An exact reproduction of each record is required.
*** Begin section ***
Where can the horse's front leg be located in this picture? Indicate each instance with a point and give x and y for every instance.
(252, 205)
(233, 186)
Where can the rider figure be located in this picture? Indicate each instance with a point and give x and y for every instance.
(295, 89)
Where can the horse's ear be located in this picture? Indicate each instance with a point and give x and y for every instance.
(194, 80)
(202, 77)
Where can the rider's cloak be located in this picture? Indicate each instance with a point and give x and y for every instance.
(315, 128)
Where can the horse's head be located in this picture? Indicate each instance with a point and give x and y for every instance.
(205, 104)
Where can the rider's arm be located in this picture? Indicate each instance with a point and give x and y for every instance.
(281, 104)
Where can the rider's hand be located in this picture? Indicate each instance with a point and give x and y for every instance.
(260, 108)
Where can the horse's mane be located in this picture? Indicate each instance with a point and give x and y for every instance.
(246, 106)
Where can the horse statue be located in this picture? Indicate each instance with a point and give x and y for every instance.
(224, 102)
*** End section ***
## ANSWER SECTION
Where can the horse's front leg be located in this picture? Indicate each instance with a point and give x and y for every instance.
(252, 205)
(233, 186)
Where can the rider figure be located in this picture? Indicate each instance with a point and give x and y for every instance.
(295, 89)
Where can the horse's ear be located in this picture? Indicate each instance with a point and give x and y for every instance.
(194, 80)
(202, 77)
Where can the rider's cloak be located in this picture? Indicate each instance with a point and give x and y for every instance.
(315, 128)
Where can the horse's head be located in this picture? Indicate each instance with a point and give x and y for every instance.
(205, 104)
Where can the rider's arm be located in this picture? Indicate each instance with a point and give x and y for every instance.
(281, 104)
Where can the rider's hand be located in this picture? Indicate each instance with a point and give x and y for every instance.
(260, 108)
Where can the horse's mane be located in this picture? Indicate each instance with a point and give x and y for every instance.
(246, 106)
Where can the horse statue be located in this picture? Indicate each instance with a point and give x and y for every instance.
(224, 102)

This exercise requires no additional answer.